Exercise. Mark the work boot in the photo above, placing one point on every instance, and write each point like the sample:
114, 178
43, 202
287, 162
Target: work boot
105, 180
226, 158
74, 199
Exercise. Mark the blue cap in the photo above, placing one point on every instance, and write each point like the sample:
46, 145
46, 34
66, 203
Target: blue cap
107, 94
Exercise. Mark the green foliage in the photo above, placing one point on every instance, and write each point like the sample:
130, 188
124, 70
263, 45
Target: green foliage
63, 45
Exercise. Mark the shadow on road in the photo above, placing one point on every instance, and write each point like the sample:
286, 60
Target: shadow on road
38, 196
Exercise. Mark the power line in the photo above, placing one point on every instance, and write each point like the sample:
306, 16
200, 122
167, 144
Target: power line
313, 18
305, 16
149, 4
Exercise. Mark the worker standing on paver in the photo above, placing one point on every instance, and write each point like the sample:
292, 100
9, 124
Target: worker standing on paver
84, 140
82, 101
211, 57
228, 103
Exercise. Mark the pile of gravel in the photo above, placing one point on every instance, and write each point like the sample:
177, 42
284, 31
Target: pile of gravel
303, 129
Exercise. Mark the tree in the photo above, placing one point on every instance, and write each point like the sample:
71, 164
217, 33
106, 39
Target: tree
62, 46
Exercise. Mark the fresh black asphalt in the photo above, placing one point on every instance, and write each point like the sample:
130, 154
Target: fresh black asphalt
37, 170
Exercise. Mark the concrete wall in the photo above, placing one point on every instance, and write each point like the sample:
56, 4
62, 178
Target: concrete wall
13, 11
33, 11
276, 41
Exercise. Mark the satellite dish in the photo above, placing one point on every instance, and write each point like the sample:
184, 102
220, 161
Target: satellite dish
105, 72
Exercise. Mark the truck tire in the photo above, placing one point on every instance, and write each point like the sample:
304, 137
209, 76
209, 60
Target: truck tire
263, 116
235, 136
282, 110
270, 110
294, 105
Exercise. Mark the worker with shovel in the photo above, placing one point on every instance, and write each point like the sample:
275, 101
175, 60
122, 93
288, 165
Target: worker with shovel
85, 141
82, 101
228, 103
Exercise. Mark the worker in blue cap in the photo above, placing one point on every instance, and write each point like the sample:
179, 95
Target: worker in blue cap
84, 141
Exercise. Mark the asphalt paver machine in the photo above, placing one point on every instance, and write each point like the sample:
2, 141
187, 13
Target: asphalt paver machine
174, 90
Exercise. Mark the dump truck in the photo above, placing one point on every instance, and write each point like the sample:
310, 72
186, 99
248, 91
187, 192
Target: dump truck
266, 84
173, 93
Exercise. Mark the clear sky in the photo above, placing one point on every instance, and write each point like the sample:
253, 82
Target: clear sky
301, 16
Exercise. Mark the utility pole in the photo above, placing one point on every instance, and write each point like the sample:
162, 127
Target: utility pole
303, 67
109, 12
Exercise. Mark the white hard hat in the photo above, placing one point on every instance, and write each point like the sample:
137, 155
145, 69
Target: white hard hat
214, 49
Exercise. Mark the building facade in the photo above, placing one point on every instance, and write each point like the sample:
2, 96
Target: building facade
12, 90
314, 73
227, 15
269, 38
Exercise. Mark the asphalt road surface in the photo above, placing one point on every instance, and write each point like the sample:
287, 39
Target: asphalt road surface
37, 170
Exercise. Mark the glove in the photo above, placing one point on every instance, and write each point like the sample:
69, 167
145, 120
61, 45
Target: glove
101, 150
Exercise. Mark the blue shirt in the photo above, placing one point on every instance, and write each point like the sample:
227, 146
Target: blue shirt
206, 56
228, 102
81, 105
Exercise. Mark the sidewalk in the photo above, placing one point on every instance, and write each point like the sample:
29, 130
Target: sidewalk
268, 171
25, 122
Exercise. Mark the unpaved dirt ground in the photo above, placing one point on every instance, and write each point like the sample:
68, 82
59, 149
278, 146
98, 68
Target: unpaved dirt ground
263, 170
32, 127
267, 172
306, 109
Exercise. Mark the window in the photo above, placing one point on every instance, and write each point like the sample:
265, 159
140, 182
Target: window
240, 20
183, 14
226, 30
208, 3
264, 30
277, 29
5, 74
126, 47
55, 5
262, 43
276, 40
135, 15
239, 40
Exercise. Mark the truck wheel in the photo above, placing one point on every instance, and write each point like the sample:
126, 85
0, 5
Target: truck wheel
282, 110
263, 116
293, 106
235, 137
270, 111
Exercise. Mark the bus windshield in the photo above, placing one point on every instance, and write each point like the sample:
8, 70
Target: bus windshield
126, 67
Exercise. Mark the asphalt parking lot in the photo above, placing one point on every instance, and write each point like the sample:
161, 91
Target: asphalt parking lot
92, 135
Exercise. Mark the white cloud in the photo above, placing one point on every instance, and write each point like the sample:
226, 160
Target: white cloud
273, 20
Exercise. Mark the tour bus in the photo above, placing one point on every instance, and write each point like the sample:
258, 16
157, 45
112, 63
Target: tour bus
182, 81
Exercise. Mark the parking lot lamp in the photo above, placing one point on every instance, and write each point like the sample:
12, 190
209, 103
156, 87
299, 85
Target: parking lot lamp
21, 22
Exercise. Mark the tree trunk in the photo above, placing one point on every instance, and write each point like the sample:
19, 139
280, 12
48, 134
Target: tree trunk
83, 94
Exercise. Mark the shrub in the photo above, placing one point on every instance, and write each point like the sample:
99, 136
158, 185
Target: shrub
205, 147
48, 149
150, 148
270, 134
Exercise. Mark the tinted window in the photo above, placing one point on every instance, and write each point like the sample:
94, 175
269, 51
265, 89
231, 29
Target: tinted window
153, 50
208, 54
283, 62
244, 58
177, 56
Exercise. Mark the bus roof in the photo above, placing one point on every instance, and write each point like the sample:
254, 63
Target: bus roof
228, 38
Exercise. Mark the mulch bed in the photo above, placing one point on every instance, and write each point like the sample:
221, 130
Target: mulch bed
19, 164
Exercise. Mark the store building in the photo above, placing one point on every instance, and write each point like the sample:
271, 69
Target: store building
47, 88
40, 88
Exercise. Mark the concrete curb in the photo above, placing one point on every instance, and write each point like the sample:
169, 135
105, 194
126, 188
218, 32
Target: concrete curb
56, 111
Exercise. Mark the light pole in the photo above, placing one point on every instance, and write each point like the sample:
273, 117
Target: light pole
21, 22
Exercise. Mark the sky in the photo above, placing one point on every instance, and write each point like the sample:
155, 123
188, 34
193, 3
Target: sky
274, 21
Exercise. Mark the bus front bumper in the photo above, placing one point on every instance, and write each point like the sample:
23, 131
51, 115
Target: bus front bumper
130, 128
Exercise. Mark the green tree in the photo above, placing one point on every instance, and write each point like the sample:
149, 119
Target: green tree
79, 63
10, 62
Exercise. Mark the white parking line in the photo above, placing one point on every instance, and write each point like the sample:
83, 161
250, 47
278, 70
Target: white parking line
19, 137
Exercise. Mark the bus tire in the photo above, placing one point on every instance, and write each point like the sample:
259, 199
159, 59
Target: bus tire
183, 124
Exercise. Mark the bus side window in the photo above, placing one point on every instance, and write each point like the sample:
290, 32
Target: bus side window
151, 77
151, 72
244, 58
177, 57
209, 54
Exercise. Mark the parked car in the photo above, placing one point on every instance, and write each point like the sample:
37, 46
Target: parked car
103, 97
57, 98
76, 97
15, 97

(Your task): Transcribe every record above exactly as it appears.

(Reply):
Exercise. Mark the work boot in the photo above, placing one point on every instance, and write each point like the sample:
114, 178
43, 202
287, 162
Target: work boot
105, 180
226, 158
74, 199
Exercise. Mark the blue cap in the photo above, placing one point on every instance, and write each point like the sample:
46, 145
46, 34
66, 203
Target: blue cap
107, 94
Exercise. Mark the green foliage in the photo above, placing one point on every instance, and write each point like the sample:
130, 188
124, 70
263, 45
Target: green foliage
63, 45
Exercise. Mark the shadow on road in the photo above, placing one point on every instance, and write each point like the sample:
286, 60
Target: shadow on road
38, 196
Exercise. Mark the power line in the photo above, placing one point on every instance, and write each point like the sample:
306, 16
200, 122
167, 144
Target: power line
313, 18
305, 16
149, 4
Exercise. Mark the worker standing on paver in the photo above, placing one point on every instance, and write each point like the sample:
292, 100
9, 124
Target: worker standing on paver
84, 140
82, 101
211, 57
228, 103
Exercise. Mark the pile of gravel in the photo above, placing one point on every instance, and write each point like the sample:
177, 42
284, 31
Target: pile of gravel
303, 129
Exercise. Mark the tree in the photo above, placing one point on every instance, and write each point like the sample:
71, 164
217, 33
106, 39
Target: tree
62, 46
Exercise. Mark the fresh black asphalt in the photo above, placing one point on every instance, and write each point like the sample:
130, 154
Target: fresh black asphalt
37, 170
Exercise. Mark the concrete wall in the photo above, placing one point on every instance, and write each point like the sample:
56, 4
62, 178
Target: concrete wall
13, 11
33, 11
276, 41
Exercise. Mark the satellite dish in the photo above, placing one point on every instance, and write each point like the sample:
184, 102
220, 161
Target: satellite dish
105, 72
Exercise. Mark the truck tire in the photo above, placing one point on every instance, and write each point like the sample:
304, 137
209, 76
209, 60
Target: truck tire
263, 116
235, 136
282, 110
270, 110
294, 105
Exercise. Mark the worker with shovel in the photo above, placing one point on every instance, and write each point like the sample:
275, 101
175, 60
122, 93
288, 165
Target: worker with shovel
85, 141
82, 101
228, 103
Exercise. Mark the worker in blue cap in the photo above, placing one point on every instance, and write each point like the sample:
179, 95
Target: worker in blue cap
84, 141
Exercise. Mark the asphalt paver machine in the photo above, placing one point on every instance, and write each point like the sample:
2, 141
187, 13
Target: asphalt paver machine
174, 90
Exercise. Mark the dump truck in the photo above, placing one point on every instance, and write each point like the sample:
310, 72
186, 99
248, 91
187, 192
Target: dump truck
266, 84
173, 93
Exercise. Mark the clear sky in the photo above, placing one point on every instance, and write each point like the sample:
253, 82
Target: clear sky
301, 16
Exercise. Mark the utility pole in the photo above, placing one point on every instance, and write each point like the sample:
162, 127
Target: utility pole
303, 67
109, 12
Exercise. Mark the white hard hat in the photo above, placing one point on every instance, and write each point like the sample:
137, 155
145, 69
Target: white hard hat
214, 49
Exercise. Mark the building facade in the photo above, placing one point on every instance, and write each point like the sample:
2, 96
Target: building facade
12, 90
314, 73
227, 15
269, 38
Exercise. Mark the asphalt road surface in the photo above, placing one point on every instance, and write each point like the sample:
287, 39
Target: asphalt road surface
37, 170
Exercise. Mark the glove in the photo above, placing one point on every instance, and write each point like the sample:
69, 167
145, 120
61, 45
Target: glove
101, 150
Exercise. Mark the blue shirt in the photo above, placing one point on every instance, and write each point like the sample:
227, 146
Target: blue shirt
206, 56
228, 102
81, 105
Exercise. Mark the sidewalk in the photo above, placing one point on every instance, and write each point like the sample:
29, 130
Target: sidewalk
268, 171
25, 122
Exercise. Mark the unpaved dirt ground in the photo above, placing one point on every instance, and write each point like the sample:
68, 82
59, 149
278, 146
98, 68
Target: unpaved dirt ground
263, 170
32, 127
267, 172
306, 109
Exercise. Mark the window in the photo above, placing one point on every instance, and write each point like the sample:
265, 159
140, 182
Target: window
240, 20
183, 14
226, 30
208, 3
264, 30
277, 29
5, 74
126, 47
55, 5
262, 43
276, 40
135, 15
239, 40
Exercise. Mark the truck wheel in the photo above, placing one point on every instance, and write each point like the sample:
126, 85
0, 5
Target: truck wheel
282, 110
263, 116
293, 106
235, 137
270, 111
Exercise. Mark the bus windshield in the photo above, placing one point on every instance, and write each point like the sample:
8, 70
Target: bus windshield
126, 67
Exercise. Mark the asphalt parking lot in the photo above, placing one point on every instance, and write each point like the sample:
161, 91
Target: asphalt parking lot
92, 135
Exercise. Mark the white cloud in the photo above, placing one point on every instance, and write each point like the sample:
226, 160
Target: white cloud
273, 20
Exercise. Mark the tour bus in the photo above, placing one point on every instance, and write each point like the sample:
258, 16
157, 45
112, 63
Target: tour bus
182, 81
Exercise. Mark the parking lot lamp in the photo above, placing one point on every instance, and write each point like the sample:
12, 190
209, 103
156, 87
299, 85
Target: parking lot lamp
21, 22
Exercise. Mark the tree trunk in the photo above, placing one point on every instance, and write each point like the sample:
19, 139
280, 12
48, 134
Target: tree trunk
83, 94
Exercise. Mark the shrub in the photo above, placing one point on every instance, and write each point like the sample:
99, 136
158, 185
Target: shrub
205, 147
48, 149
150, 148
270, 134
Exercise. Mark the tinted window in the photo above, placing one point on every instance, and write each point like the sample:
94, 175
269, 51
265, 89
231, 29
Target: tinted window
153, 50
208, 54
283, 62
244, 58
177, 56
Exercise. Mark the bus roof in the photo above, placing one point on every instance, and write each point like the sample:
254, 63
Target: bus roof
228, 38
Exercise. Mark the mulch bed in the photo above, placing one point on every instance, and write each point like the sample:
221, 130
Target: mulch bed
19, 164
Exercise. Mark the store building in the photo above, placing one point on every instance, and write each point like the sample:
271, 69
Target: store building
47, 88
40, 88
Exercise. Mark the concrete curb in the photo above, placing one point on every instance, and write each point like the sample:
169, 135
105, 194
126, 188
218, 32
Target: concrete curb
56, 111
Exercise. Mark the light pole in the photo above, placing one point on every instance, and write each point like the sample:
273, 117
Target: light pole
21, 22
Exercise. Mark the sky in the photo above, placing one point on every instance, and write each point like the sample:
155, 123
188, 34
193, 3
Target: sky
274, 21
Exercise. Mark the bus front bumper in the photo above, placing one point on every instance, and write each point like the sample:
23, 131
51, 115
Target: bus front bumper
130, 128
Exercise. Mark the green tree in the photo above, placing one point on every instance, and write each point like the sample:
149, 119
Target: green tree
79, 63
10, 62
Exercise. Mark the white parking line in the photo above, placing one point on every instance, and write each point like the sample:
83, 161
250, 47
278, 70
Target: white parking line
19, 137
Exercise. Mark the bus tire in the photo above, placing one point on every instance, and write each point like the sample:
259, 199
159, 59
Target: bus tire
183, 124
Exercise. Mark the bus side window in the photo above, placing one point on every instance, and write each point like the sample:
290, 32
Target: bus side window
151, 77
151, 72
244, 58
177, 57
209, 54
Exercise. Mark the parked car in the photo above, placing one point on every instance, and write each point like the sample:
37, 46
Target: parked car
103, 97
57, 98
76, 97
15, 97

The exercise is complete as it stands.